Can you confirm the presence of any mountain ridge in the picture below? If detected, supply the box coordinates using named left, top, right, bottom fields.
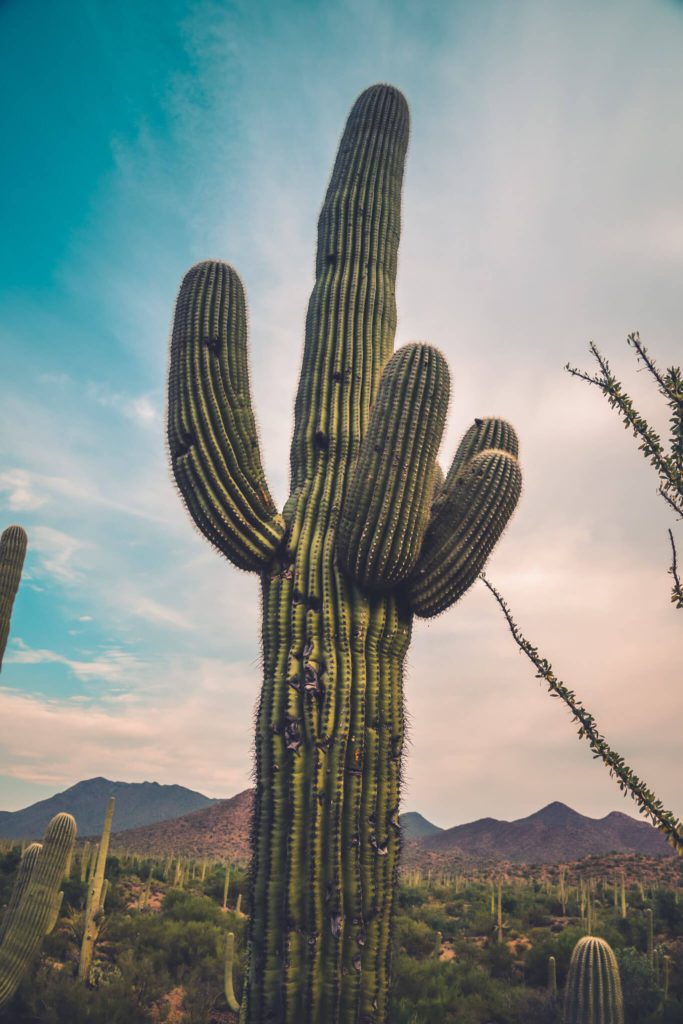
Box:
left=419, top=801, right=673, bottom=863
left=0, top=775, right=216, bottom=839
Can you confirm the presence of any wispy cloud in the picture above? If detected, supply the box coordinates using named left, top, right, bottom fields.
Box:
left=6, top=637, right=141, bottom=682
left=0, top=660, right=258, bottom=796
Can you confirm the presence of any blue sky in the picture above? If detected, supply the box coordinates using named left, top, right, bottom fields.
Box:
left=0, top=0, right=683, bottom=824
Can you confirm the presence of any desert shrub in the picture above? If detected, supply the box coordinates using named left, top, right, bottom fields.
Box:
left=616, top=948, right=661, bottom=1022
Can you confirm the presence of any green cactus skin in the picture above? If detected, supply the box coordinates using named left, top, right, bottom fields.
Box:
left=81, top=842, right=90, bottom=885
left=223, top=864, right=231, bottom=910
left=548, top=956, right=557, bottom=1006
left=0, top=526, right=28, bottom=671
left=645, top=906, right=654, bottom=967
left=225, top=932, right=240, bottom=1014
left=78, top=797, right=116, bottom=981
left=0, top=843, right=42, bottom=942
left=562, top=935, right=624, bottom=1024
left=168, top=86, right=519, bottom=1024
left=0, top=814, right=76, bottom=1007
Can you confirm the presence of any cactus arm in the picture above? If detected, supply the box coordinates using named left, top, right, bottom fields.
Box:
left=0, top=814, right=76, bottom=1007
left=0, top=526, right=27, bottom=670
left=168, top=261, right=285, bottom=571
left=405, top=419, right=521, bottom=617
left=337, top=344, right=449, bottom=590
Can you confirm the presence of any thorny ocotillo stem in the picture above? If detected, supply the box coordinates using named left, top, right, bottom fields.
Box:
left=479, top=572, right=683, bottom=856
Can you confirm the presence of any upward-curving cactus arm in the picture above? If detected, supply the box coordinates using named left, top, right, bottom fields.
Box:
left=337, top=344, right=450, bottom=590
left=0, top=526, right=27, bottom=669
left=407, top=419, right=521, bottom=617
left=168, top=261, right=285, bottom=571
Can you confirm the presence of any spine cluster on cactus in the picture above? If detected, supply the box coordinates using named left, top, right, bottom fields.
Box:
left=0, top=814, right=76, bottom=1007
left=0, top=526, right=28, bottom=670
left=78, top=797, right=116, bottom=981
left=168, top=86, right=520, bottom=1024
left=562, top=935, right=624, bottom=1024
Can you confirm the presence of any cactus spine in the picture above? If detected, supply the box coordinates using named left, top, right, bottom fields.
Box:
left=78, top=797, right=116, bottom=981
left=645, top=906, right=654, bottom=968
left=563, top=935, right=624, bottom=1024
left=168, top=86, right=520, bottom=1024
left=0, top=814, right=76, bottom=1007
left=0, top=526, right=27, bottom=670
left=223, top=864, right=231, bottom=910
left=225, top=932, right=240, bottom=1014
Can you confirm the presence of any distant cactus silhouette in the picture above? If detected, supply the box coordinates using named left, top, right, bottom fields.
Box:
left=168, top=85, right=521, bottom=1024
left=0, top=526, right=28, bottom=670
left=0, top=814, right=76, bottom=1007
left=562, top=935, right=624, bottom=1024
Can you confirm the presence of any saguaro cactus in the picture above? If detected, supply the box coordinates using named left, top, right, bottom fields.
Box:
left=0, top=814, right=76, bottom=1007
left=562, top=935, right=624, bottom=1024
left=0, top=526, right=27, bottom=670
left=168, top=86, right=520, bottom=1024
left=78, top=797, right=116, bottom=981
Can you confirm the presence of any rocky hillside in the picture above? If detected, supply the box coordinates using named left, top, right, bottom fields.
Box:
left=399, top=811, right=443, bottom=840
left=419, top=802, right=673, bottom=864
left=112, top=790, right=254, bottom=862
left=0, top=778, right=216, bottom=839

## [Détails de l'exercice]
Pouvez-vous redonner à l'identique toutes les lignes ci-dessus, en laissant les images de côté ?

## [Réponse complète]
Can you confirm the presence of any mountain ridge in the picture below? If detected, supply the box coordinates using named left, top, right, bottom fields.
Box:
left=419, top=801, right=673, bottom=863
left=0, top=775, right=216, bottom=839
Can you confirm the presence of any wispy cloud in the picture above? If detected, supply the box coordinates using named left, top, right, bottom fields.
Box:
left=6, top=637, right=141, bottom=682
left=0, top=660, right=258, bottom=796
Can you confirm the presence of any blue sky in the picture above? If detected, supply the box coordinates using named left, top, right, bottom fields.
Box:
left=0, top=0, right=683, bottom=824
Can you confirm the presence of any desert shrub in the picture above? If detected, supply the box coordinates using named left, top, right, bottom fields.
Box:
left=616, top=948, right=661, bottom=1022
Can you confirm the presence of any green cactus skin in the picture above? If detected, supply the box coordinates using named left, top, right, bottom fields.
Box:
left=81, top=842, right=90, bottom=885
left=223, top=864, right=231, bottom=910
left=548, top=956, right=557, bottom=1006
left=0, top=526, right=28, bottom=671
left=645, top=906, right=654, bottom=967
left=225, top=932, right=240, bottom=1014
left=78, top=797, right=116, bottom=981
left=0, top=843, right=42, bottom=942
left=562, top=935, right=624, bottom=1024
left=168, top=86, right=519, bottom=1024
left=0, top=814, right=76, bottom=1007
Can you confirm the presence of any cactus arm in the picture above? If detected, supply the box coordinates using named left, top, right, bottom fields.
Box:
left=0, top=814, right=76, bottom=1007
left=0, top=526, right=27, bottom=670
left=168, top=261, right=285, bottom=571
left=405, top=419, right=521, bottom=617
left=337, top=344, right=449, bottom=590
Can you confirm the presence of any thorny ocotillo stem in the picture above? If detected, supply the box coordinates using named left, top, right, bottom fields.
Box:
left=479, top=572, right=683, bottom=856
Can you confirm the presence of any upward-curving cactus arm in the picture above? If detected, supply the box coordinates using named left, top, right, bottom fields.
Box:
left=337, top=344, right=450, bottom=590
left=0, top=526, right=27, bottom=669
left=407, top=419, right=521, bottom=617
left=168, top=261, right=285, bottom=571
Can you confirm the presence of any spine cluster on cactus in the picture above? If detected, supply the box coordinates using named left, top, right, bottom fields.
Box:
left=0, top=814, right=76, bottom=1007
left=0, top=526, right=28, bottom=670
left=78, top=797, right=116, bottom=981
left=168, top=86, right=520, bottom=1024
left=562, top=935, right=624, bottom=1024
Can you confirm the presence of any cactus spine in the picture above? If detected, supply the box coordinates using named left, top, right, bottom fields.
Box:
left=78, top=797, right=116, bottom=981
left=645, top=906, right=654, bottom=968
left=563, top=935, right=624, bottom=1024
left=168, top=86, right=520, bottom=1024
left=0, top=814, right=76, bottom=1007
left=0, top=526, right=27, bottom=670
left=223, top=864, right=231, bottom=910
left=225, top=932, right=240, bottom=1014
Can you confirm the presence of any distant cactus silhouette in the picture above? If detected, supply the box coordinates using named left, top, right, bottom fields.
Box:
left=168, top=85, right=521, bottom=1024
left=0, top=526, right=28, bottom=670
left=0, top=814, right=76, bottom=1007
left=562, top=935, right=624, bottom=1024
Can you confirm the presence of any saguaro cactus in the picture above? If detected, supply the box coordinates using named left, top, right, bottom fields.
Box:
left=0, top=814, right=76, bottom=1007
left=562, top=935, right=624, bottom=1024
left=0, top=526, right=27, bottom=670
left=168, top=86, right=520, bottom=1024
left=78, top=797, right=116, bottom=981
Can you confirm the presence of any rocky hillside in the picture above? If detected, supply the box coordinates using named left, top, right, bottom fields.
Box:
left=399, top=811, right=443, bottom=840
left=419, top=802, right=673, bottom=864
left=112, top=790, right=254, bottom=862
left=0, top=778, right=216, bottom=839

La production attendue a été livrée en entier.